## [Requirement]
Can you rewrite the rows below, changing every "misty air" to "fog" and keeping everything else the same? Leave the pictures out.

*** Raw records

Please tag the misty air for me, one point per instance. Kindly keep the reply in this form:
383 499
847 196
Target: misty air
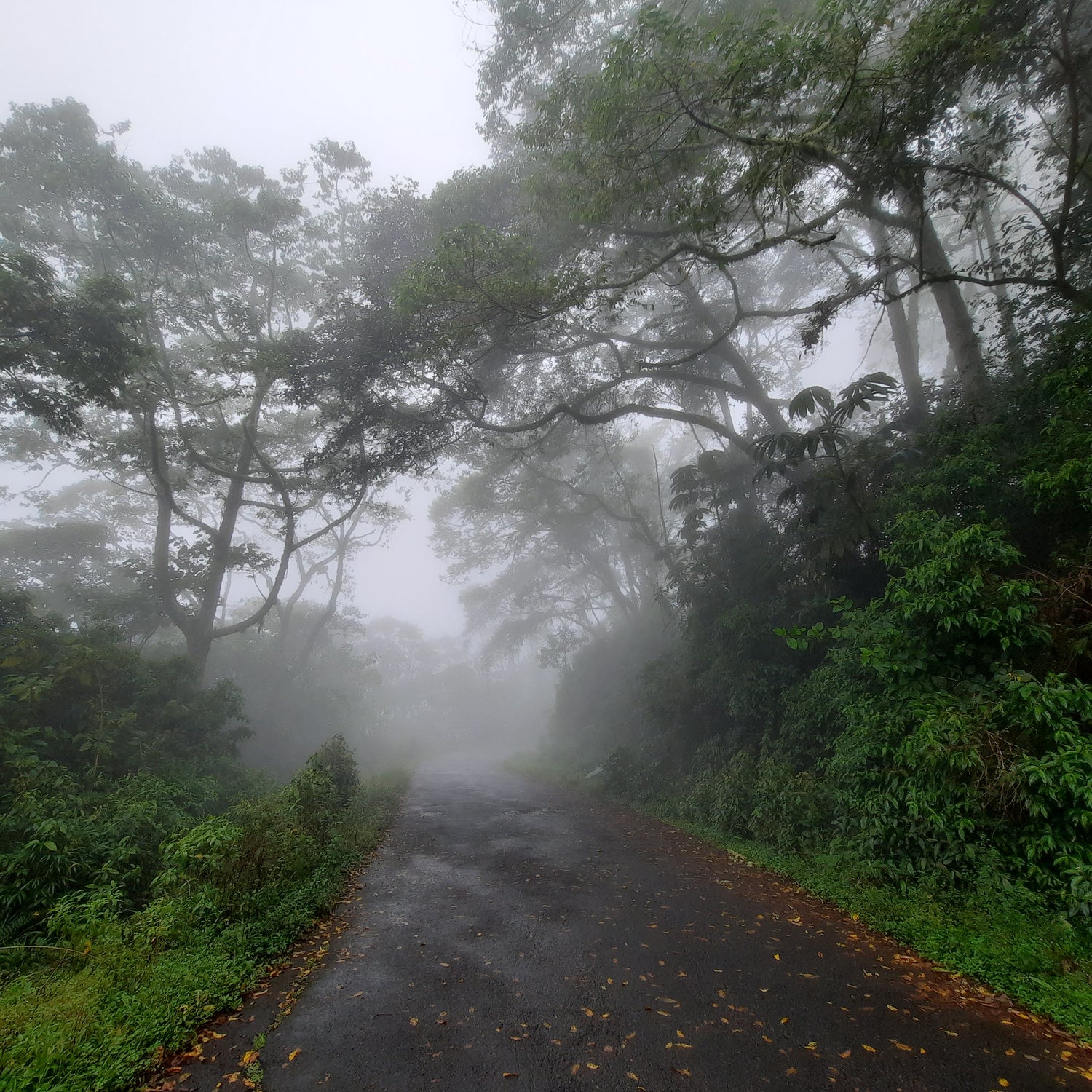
547 545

******

## [Result below]
Please tag the fog for me, one point per instance. Kindly keep the reply in this form:
383 499
847 196
Target: fog
547 545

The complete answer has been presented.